From the line with "the parked car." to the final line of the records, every line is to be duplicated exactly, both of those lines included.

- DATA EXTRACT
◇ ◇ ◇ ◇ ◇ ◇ ◇

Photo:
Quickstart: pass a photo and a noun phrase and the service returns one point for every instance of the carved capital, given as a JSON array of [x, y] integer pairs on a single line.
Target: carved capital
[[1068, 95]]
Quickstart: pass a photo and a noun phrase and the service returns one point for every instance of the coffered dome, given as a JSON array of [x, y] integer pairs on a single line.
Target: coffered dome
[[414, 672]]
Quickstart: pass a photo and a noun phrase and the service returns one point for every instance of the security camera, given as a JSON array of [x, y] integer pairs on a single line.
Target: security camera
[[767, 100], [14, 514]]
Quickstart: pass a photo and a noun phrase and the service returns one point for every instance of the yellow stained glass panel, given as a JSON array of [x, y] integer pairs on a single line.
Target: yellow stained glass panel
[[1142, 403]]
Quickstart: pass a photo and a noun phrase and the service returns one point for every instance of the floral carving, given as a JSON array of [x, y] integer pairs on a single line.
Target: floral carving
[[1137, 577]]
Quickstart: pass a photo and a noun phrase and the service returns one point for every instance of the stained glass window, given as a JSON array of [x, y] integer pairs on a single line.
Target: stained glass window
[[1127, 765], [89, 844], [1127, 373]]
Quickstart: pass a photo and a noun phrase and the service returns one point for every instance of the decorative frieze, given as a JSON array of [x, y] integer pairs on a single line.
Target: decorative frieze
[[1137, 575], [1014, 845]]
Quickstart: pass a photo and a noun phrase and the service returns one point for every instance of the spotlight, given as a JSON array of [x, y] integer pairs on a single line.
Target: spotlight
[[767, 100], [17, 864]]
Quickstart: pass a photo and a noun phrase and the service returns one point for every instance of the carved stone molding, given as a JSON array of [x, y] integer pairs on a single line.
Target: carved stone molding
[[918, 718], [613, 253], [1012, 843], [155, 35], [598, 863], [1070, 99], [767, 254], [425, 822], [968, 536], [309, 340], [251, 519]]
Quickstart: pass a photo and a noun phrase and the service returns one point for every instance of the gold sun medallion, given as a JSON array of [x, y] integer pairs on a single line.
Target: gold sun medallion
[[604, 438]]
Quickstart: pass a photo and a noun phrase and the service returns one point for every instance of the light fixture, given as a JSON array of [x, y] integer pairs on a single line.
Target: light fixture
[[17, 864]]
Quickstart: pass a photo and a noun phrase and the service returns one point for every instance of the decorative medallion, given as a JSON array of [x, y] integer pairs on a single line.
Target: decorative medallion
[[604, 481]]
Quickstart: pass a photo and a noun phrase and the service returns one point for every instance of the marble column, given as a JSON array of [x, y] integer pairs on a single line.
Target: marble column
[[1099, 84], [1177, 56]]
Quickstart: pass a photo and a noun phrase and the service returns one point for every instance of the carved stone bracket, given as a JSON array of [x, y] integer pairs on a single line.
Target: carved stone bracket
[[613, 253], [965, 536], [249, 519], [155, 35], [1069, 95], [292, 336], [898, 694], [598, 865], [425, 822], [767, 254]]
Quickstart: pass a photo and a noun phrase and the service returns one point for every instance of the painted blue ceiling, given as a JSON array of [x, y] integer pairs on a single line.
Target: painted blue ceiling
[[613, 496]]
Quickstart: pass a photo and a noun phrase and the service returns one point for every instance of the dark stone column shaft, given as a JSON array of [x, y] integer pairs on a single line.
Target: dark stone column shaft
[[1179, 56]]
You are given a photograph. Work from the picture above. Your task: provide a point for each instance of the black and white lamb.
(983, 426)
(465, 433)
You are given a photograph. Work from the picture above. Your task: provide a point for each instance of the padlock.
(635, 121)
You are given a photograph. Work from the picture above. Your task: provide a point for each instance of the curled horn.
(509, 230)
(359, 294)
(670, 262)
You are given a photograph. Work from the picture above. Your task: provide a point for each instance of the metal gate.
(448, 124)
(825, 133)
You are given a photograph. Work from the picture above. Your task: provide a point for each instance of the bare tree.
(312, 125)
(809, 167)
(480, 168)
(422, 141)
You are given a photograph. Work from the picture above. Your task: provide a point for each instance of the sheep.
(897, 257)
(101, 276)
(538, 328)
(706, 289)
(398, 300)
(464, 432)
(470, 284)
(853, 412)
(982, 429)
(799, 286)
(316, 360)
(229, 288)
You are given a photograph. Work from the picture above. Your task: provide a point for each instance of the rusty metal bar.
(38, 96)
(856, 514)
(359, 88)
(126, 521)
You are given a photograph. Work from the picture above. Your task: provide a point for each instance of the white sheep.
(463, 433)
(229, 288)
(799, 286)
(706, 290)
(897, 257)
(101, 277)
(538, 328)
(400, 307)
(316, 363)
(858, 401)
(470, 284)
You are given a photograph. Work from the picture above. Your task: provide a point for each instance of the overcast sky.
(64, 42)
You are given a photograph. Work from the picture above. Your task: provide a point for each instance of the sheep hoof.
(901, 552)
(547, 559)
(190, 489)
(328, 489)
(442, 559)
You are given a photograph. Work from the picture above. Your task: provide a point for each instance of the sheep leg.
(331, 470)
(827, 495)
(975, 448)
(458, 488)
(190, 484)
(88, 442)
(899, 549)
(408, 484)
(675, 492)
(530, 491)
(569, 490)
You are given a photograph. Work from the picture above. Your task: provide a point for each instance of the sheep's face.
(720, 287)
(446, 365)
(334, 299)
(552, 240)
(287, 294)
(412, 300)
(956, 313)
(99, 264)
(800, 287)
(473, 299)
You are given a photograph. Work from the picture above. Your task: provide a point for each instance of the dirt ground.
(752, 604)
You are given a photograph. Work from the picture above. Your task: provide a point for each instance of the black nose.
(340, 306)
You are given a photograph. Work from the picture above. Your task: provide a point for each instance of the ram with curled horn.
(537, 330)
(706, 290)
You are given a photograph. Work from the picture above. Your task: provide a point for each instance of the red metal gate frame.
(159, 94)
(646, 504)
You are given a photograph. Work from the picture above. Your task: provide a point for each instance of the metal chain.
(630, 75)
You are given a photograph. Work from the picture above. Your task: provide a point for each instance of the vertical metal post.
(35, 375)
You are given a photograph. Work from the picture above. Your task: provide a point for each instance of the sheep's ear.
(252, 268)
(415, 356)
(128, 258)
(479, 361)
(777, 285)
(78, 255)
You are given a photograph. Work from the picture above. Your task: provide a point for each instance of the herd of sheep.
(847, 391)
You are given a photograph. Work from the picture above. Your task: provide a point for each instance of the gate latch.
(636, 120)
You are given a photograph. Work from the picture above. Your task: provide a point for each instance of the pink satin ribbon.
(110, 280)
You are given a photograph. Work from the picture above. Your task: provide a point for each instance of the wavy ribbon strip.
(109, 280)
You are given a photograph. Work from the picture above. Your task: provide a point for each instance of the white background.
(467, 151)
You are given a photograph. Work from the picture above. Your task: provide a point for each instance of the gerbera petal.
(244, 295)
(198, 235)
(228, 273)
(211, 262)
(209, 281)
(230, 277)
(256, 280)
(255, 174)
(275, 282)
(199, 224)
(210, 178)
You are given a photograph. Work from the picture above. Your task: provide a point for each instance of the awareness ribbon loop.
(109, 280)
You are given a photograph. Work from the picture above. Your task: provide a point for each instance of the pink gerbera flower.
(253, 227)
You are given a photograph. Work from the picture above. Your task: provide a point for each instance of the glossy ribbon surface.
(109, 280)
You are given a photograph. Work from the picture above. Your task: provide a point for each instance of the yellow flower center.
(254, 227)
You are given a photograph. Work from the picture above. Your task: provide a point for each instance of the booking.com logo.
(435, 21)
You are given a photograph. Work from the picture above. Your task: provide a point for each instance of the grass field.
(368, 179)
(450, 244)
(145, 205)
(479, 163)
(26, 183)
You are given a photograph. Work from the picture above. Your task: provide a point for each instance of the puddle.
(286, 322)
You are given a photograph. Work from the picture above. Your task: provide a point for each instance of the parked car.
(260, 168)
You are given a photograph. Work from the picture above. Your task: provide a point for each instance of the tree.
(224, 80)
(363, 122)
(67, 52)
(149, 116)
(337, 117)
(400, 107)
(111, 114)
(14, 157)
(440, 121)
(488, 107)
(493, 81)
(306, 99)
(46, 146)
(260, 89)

◇ ◇ ◇ ◇ ◇ ◇ ◇

- ANSWER TO THIS EXERCISE
You are given a photograph. Work from the picture above. Your task: provide a point for each instance of the parked car.
(260, 168)
You are given a photograph. Work from the picture above. Your task: provide a point for each instance of the tree.
(224, 80)
(363, 122)
(67, 52)
(149, 116)
(337, 117)
(400, 107)
(111, 114)
(14, 157)
(440, 121)
(488, 107)
(493, 81)
(306, 99)
(46, 146)
(260, 89)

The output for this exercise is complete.